DOCUMENT PASSAGE
[Start of Attachment]

Friday, March 10, 2017

Hotel-Dieu Grace Healthcare cutting nursing jobs, but expects no layoffs

http://windsorstar.com/news/local-news/hotel-dieu-grace-healthcare-cutting-nursing-jobs-but-expects-no-layoffs?utm_campaign=Echobox&utm_medium=Social&utm_source=Twitter

Brian Cross, Windsor Star

The exterior of Hotel-Dieu Grace Healthcare is pictured in this July 2015 file photo. Dax Melmer / Windsor Star
In what it is calling a “course correction,” Hotel-Dieu Grace Healthcare is reducing the ratio of registered nurses to patients on some of its units from one-to-three to one-to-five or one-to-six.
Hospital and union leadership say the quality of care to its patients in its complex continuing care units should not suffer.

And while the change will cause upheaval, the nursing job losses will be small and done through attrition, they say.

“It will look different, but it will not be poor quality care,” CEO Janice Kaffer said Friday. Staff got news of the changes on Thursday.

Acknowledging that some of her members are upset, Jo-dee Brown, president of the hospital’s Ontario Nurses’ Association unit, said the complex continuing care units in Hotel-Dieu Grace’s Emara Centre For Healthy Aging and Mobility are “generously staffed” — a situation inherited from when Windsor Regional Hospital ran the campus.

“Maybe if you’ve been coming to work for 20 years and been that extra pair of hands, and now all of a sudden you’re not going to be that extra pair of hands, maybe that isn’t palatable. I get that,” said Brown, who has about 171 active members.

“I guess it’s time for reflection for the individual. Do they want to pull up their socks and earn their money in a different way, or do they want to leave?”

Kaffer, who is a nurse, said that current one-to-three ratio is better coverage than at many acute care hospitals.

A realignment in 2013 saw the city’s two hospitals trade locations and change their roles. Windsor Regional became the acute care hospital at two campuses. Hotel-Dieu Grace became the non-acute hospital at the Tayfour campus on Prince Road, typically taking care of patients for weeks and months as they recover from major illnesses or go through end-of-life stages in palliative care.
When there are few patients on a unit, the nurse-to-patient ratio can be as low as one-to-one or one-to-two, Kaffer said.

There are also registered nurses who aren’t assigned patients. Instead, these more highly skilled RNs spend their shifts assisting registered practical nurses with tasks RPNs could be doing. As part of this staffing change, RPNs are getting extra training so they can work “their full scope of practice,” Kaffer said.

She said there will be reductions in the numbers of both RPNs and RNs. The numbers haven’t been revealed yet to staff but she said it will be much less than a 10 per cent cut, and should be handled by early retirement packages.

“It does change the workload, appropriately so,” said Kaffer, adding that the change will be made gradually over the next six to 12 months, to ensure there’s no decline in quality of care. “It’s what I’m calling a course correction.”

Brown said the union will learn more details about the staff changes at a meeting with management on Wednesday. But she’s been assured no one will be going out the door involuntarily.

“I’m not happy with it either, but fiscal responsibility and reality is something we have to live with and I believe that the employer has handled this in the most fiscally responsible way they can right now,” she said.

[End of Attachment]

DATASET EXCERPTS
[Start of Attachment]

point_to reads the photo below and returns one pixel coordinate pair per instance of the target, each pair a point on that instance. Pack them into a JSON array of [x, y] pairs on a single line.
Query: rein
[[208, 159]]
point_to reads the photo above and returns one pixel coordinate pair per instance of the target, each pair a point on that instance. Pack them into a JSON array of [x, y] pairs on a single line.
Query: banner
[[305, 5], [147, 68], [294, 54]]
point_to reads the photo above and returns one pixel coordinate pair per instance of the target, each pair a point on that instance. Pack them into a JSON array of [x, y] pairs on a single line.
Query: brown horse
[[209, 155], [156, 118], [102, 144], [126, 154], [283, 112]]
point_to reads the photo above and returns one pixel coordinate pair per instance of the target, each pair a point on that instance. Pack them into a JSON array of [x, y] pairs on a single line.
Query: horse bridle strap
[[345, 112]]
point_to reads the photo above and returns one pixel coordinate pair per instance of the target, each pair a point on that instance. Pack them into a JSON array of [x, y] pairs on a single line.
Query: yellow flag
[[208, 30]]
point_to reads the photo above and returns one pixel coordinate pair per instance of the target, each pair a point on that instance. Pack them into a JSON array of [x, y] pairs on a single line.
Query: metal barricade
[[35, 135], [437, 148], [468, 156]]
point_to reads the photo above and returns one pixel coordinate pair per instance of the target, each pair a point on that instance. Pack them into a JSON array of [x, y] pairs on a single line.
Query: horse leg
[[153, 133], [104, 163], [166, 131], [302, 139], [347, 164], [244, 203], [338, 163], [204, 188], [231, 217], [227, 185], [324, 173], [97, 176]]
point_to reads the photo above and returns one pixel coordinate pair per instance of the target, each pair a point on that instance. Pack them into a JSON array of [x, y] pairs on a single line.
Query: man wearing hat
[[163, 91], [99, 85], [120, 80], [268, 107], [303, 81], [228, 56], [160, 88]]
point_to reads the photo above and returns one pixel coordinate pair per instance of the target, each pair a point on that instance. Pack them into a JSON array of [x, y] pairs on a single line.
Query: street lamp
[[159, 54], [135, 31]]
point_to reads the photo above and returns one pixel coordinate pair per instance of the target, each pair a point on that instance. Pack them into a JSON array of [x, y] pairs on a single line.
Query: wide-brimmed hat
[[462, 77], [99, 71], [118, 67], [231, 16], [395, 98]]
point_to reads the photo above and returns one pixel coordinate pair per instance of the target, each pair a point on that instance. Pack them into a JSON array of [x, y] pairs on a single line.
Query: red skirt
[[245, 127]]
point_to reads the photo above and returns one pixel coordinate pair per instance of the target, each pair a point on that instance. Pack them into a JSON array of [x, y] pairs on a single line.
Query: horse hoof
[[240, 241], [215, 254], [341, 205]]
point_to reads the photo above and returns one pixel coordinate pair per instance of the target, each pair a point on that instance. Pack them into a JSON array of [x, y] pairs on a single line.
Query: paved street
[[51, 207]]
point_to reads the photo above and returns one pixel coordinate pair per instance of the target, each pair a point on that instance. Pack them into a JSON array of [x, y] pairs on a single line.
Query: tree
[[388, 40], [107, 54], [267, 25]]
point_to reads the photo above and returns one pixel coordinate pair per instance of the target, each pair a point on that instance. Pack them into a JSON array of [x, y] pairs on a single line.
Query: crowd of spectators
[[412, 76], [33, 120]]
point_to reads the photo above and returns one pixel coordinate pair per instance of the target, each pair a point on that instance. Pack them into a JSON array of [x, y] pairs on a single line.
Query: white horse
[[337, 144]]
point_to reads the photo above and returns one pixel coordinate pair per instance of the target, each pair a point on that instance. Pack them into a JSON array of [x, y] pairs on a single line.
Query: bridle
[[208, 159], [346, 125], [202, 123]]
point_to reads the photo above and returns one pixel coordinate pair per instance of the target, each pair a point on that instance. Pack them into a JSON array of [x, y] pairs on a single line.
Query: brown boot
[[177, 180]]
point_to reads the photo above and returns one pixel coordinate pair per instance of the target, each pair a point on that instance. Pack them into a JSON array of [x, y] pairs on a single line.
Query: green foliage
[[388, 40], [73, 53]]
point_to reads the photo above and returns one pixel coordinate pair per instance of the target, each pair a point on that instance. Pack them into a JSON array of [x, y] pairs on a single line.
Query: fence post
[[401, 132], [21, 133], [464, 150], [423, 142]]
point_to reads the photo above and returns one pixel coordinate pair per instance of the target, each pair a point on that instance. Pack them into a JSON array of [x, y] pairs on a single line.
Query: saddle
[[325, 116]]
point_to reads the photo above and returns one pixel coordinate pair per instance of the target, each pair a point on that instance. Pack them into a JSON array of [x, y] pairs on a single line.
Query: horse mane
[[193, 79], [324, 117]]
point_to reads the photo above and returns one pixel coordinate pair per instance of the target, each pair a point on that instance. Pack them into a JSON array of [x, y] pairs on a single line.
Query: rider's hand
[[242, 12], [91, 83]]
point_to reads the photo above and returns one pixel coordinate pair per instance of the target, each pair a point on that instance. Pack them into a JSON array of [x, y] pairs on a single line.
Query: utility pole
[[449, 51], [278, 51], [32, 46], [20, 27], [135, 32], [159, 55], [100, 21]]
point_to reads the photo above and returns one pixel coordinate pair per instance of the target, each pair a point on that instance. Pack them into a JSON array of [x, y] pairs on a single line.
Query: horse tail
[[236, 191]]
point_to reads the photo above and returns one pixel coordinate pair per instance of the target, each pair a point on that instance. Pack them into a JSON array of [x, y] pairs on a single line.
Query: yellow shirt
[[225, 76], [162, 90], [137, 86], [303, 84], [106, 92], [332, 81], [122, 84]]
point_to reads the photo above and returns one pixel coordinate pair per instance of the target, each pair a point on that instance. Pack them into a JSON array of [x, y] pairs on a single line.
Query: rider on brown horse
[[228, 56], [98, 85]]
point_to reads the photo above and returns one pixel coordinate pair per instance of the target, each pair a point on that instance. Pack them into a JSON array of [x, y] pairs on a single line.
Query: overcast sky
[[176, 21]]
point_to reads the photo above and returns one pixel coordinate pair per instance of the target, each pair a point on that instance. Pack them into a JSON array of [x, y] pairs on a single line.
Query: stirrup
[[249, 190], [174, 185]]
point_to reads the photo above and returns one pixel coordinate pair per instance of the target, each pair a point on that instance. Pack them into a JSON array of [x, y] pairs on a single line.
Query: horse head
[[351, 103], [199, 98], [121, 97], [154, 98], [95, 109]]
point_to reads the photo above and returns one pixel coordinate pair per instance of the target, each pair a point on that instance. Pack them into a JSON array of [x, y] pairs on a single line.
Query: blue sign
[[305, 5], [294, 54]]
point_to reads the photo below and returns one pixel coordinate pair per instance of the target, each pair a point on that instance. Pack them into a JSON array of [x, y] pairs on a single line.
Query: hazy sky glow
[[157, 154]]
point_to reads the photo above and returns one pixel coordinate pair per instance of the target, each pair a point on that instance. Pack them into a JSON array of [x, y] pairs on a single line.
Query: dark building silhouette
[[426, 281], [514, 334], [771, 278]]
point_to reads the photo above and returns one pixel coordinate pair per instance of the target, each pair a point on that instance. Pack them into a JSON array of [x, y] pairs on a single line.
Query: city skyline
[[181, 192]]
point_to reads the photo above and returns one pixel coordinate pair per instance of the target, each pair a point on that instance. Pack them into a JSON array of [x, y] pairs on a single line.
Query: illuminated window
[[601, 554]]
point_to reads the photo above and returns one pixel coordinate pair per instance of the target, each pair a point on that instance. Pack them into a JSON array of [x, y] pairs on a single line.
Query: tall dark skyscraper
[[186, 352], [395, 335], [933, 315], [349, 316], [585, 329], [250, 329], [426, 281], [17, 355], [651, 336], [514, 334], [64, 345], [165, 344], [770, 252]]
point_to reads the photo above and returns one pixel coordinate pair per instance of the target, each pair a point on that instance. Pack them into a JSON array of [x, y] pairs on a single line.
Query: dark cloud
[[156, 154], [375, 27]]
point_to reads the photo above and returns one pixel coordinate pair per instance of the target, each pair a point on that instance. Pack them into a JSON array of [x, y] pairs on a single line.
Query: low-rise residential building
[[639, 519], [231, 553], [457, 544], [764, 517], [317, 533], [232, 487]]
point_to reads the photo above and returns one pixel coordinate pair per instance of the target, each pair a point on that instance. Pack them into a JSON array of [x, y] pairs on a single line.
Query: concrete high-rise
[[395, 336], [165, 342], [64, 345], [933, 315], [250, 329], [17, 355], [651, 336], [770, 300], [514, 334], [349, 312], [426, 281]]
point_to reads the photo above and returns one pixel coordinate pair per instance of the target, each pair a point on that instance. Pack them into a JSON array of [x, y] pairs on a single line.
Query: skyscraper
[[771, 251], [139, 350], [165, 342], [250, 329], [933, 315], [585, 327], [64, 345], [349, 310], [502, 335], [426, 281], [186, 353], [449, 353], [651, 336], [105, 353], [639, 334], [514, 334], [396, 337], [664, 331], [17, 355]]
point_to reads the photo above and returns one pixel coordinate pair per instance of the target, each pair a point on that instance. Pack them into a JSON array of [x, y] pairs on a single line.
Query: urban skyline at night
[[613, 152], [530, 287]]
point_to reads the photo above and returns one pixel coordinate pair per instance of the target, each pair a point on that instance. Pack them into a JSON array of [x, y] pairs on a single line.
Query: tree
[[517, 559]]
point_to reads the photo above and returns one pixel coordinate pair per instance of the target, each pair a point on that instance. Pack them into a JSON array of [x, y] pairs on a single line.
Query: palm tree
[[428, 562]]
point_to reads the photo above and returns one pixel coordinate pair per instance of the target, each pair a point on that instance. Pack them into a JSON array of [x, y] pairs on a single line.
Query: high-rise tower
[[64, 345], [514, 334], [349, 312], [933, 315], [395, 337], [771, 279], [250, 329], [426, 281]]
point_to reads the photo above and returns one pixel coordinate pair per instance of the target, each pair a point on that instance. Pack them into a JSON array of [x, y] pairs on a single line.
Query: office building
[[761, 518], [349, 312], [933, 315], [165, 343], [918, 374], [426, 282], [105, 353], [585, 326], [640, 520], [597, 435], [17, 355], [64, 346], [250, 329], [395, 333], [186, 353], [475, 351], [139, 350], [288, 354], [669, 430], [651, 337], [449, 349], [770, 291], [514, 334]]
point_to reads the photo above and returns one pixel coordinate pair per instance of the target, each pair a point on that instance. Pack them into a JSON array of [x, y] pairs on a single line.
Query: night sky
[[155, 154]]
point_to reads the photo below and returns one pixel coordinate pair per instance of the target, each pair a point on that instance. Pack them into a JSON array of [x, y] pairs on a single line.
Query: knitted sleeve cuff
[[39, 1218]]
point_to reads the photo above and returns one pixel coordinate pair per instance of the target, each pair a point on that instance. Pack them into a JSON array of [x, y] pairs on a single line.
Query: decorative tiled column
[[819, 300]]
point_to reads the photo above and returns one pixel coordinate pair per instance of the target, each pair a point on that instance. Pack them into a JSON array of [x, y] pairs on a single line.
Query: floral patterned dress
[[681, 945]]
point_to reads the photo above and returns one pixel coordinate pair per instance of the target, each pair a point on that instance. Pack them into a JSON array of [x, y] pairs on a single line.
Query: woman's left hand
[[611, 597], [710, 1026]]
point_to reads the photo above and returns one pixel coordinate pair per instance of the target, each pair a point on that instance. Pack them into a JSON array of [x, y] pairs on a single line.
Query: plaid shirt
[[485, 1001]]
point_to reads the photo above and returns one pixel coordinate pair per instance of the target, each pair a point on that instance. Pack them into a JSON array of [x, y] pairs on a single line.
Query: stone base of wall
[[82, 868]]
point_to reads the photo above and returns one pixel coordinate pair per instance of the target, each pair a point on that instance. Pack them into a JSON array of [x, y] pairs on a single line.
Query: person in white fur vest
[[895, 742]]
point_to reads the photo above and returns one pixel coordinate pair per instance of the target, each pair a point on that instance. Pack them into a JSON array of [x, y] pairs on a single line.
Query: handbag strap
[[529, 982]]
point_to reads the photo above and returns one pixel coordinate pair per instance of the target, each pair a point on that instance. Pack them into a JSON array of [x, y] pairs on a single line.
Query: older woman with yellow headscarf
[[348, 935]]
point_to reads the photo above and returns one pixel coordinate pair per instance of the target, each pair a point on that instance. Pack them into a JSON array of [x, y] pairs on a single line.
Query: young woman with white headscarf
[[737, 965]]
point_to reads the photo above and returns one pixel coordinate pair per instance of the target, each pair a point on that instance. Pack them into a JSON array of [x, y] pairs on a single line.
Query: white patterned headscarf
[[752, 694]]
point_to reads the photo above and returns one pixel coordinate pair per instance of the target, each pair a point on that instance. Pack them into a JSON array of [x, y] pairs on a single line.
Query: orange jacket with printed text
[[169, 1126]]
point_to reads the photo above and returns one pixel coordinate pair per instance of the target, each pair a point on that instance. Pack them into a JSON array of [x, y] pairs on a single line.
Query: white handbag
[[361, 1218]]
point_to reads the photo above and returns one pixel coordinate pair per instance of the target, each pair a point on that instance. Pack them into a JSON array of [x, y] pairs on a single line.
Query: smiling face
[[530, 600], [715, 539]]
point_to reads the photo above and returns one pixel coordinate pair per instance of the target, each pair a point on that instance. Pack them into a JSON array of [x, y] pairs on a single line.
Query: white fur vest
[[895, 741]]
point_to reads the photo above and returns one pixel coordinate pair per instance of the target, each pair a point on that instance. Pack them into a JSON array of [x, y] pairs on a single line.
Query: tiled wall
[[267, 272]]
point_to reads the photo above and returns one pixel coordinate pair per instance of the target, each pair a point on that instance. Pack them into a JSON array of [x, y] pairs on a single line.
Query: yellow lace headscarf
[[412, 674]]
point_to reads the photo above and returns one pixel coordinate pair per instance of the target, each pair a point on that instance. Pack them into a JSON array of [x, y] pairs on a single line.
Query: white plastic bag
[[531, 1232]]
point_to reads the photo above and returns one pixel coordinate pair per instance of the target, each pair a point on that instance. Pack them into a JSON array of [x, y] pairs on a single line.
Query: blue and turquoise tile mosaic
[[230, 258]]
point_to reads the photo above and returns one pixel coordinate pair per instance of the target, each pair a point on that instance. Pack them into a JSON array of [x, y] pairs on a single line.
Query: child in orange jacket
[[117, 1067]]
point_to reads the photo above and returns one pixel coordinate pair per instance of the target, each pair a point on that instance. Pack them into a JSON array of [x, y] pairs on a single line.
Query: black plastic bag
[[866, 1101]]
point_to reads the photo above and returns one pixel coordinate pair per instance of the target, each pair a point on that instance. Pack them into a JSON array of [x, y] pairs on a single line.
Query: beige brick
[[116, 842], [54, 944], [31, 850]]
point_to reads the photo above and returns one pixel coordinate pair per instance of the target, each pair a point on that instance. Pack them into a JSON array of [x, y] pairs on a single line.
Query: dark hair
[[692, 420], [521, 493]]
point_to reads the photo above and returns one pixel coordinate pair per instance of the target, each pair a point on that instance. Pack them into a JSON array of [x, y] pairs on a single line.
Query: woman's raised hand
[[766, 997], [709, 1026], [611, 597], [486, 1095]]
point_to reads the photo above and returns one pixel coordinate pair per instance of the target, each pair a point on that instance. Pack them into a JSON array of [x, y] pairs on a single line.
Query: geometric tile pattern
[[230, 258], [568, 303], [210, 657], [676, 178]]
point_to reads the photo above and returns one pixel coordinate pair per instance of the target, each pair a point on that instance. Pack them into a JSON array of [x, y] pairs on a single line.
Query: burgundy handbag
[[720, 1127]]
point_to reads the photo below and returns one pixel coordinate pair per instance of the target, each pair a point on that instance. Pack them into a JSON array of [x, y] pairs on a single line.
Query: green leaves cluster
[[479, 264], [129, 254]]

[End of Attachment]

WORK ORDER A
Answer these questions using the Hotel-Dieu Grace article, each on its own line.
(i) To what ratio of registered nurses to patients are some units being reduced?
(ii) On what day did staff get news of the changes?
(iii) About how many active members does Jo-dee Brown have?
WORK ORDER B
According to the Hotel-Dieu Grace article, why will the staffing change be made gradually over six to 12 months?
WORK ORDER C
Decide whether each statement agrees with the Hotel-Dieu Grace article. Answer yes or no, and quote the words that decide it.
(i) After the 2013 realignment, Windsor Regional became the acute care hospital.
(ii) The reduction in nursing staff will be more than 10 per cent.
(iii) The union will meet with management on Friday to learn more details.

WRITTEN RESPONSE A
(i) One-to-five or one-to-six.
(ii) Thursday.
(iii) About 171.

WRITTEN RESPONSE B
Kaffer said the change will be phased in over that period to ensure there is no decline in quality of care.

WRITTEN RESPONSE C
(i) Yes: "Windsor Regional became the acute care hospital at two campuses."
(ii) No: "it will be much less than a 10 per cent cut"
(iii) No: "at a meeting with management on Wednesday."